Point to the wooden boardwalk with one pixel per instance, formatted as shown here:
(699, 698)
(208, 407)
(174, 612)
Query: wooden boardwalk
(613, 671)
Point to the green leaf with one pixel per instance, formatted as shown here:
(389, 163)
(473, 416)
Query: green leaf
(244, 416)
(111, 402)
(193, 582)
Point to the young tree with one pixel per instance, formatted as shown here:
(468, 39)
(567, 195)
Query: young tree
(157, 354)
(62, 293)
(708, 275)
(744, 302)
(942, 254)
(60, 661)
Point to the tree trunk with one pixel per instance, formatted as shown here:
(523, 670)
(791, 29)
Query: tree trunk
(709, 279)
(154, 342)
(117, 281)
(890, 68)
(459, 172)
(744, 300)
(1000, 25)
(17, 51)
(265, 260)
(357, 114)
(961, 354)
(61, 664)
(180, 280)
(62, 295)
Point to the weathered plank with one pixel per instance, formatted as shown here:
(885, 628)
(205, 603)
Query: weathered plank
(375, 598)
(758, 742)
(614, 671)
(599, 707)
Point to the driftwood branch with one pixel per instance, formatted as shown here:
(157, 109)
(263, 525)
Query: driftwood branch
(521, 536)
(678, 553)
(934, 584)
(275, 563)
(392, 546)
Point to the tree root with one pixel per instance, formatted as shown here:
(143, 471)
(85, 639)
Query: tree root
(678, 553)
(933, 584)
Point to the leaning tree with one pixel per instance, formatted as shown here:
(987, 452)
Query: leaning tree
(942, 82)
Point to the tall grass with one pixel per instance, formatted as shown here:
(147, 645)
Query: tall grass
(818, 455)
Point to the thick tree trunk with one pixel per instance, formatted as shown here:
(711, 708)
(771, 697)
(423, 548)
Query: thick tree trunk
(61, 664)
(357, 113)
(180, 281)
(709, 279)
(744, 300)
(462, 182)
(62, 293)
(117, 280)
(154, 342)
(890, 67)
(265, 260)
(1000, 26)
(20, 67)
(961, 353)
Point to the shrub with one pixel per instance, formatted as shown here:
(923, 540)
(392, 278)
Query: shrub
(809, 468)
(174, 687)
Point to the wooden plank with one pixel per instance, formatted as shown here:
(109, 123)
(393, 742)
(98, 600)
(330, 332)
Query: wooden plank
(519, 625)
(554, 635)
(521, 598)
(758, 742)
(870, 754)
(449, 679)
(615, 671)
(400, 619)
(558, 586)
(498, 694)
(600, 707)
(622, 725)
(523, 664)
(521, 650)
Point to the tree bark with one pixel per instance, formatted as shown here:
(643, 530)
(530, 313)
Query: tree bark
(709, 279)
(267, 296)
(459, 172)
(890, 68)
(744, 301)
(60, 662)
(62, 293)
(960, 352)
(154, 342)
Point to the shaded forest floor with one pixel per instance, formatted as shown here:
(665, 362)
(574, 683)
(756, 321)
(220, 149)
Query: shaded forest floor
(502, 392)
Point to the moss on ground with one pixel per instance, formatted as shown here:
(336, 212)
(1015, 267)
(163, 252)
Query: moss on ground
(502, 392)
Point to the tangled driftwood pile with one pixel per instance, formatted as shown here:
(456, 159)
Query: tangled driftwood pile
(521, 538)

**Work to be completed**:
Reproduce the data above exactly, leaving nothing out.

**The completed task**:
Point to the wooden boardwalk with one pixel per instance, formatted as shown here:
(699, 698)
(208, 407)
(174, 612)
Query: wooden boardwalk
(613, 671)
Point to the green leaf with one pixel per instance, formatted as shown here:
(389, 163)
(473, 416)
Query: green leaf
(244, 416)
(111, 402)
(193, 582)
Point to the young tree with one pixel per instance, formatted as shown here:
(468, 39)
(567, 195)
Query: young tree
(157, 354)
(62, 293)
(708, 275)
(744, 302)
(942, 254)
(60, 661)
Point to the tree trunk with one pixel per instance, formatted as shown here:
(523, 670)
(791, 29)
Query: tree trunk
(709, 279)
(154, 342)
(117, 281)
(890, 68)
(459, 172)
(744, 300)
(1000, 25)
(17, 51)
(265, 260)
(357, 114)
(961, 354)
(61, 664)
(180, 280)
(62, 295)
Point to the weathered plank with one pixel per instance, formatted as shown here:
(885, 628)
(205, 603)
Query: weathered plank
(375, 598)
(758, 742)
(614, 671)
(599, 707)
Point to the driftwood branch with one pixel per instance, formatted as shown here:
(157, 109)
(263, 525)
Query: driftwood branch
(521, 536)
(678, 553)
(934, 584)
(275, 563)
(392, 546)
Point to the tree root with one pixel per instance, formatted as shown here:
(143, 471)
(85, 639)
Query: tree root
(678, 553)
(933, 584)
Point to the leaning tree with one pixel per instance, formatted as shown here:
(987, 452)
Query: leaning tree
(942, 82)
Point to the tall grass with one pixel per instance, formatted as shown here:
(147, 645)
Query: tall grass
(818, 455)
Point to the thick tree trunk with one pixel per instance, formatted as shown here:
(711, 708)
(771, 697)
(423, 548)
Query: thick tree trunk
(61, 664)
(357, 113)
(180, 281)
(709, 279)
(744, 300)
(462, 182)
(62, 293)
(117, 280)
(154, 342)
(890, 67)
(265, 260)
(1000, 26)
(20, 67)
(961, 353)
Point to the shrub with one pixel per instance, formatted as shown here:
(923, 540)
(392, 278)
Query: shrub
(809, 468)
(174, 687)
Point to the wooden plank with one pixel per instance, formatted as shown here:
(109, 123)
(393, 742)
(98, 600)
(330, 332)
Query: wooden plank
(519, 625)
(554, 635)
(521, 598)
(758, 742)
(870, 754)
(449, 679)
(615, 671)
(400, 619)
(558, 586)
(498, 694)
(600, 707)
(622, 725)
(523, 664)
(521, 650)
Point to the tree bark with one pixel per instance, formatted as shown here:
(643, 530)
(530, 313)
Query: tree bark
(709, 279)
(267, 296)
(459, 172)
(890, 68)
(744, 301)
(60, 662)
(62, 293)
(960, 352)
(154, 342)
Point to the shaded forest floor with one pixel per instance, formatted as shown here:
(665, 362)
(574, 683)
(756, 321)
(220, 149)
Query: shaded forest floor
(502, 392)
Point to the moss on ground with one pixel per instance, formatted as shown here:
(336, 212)
(1015, 267)
(163, 252)
Query: moss on ground
(502, 392)
Point to the tangled driftwood pile with one pixel per instance, formatted as shown here:
(456, 159)
Query: tangled driftwood pile
(521, 538)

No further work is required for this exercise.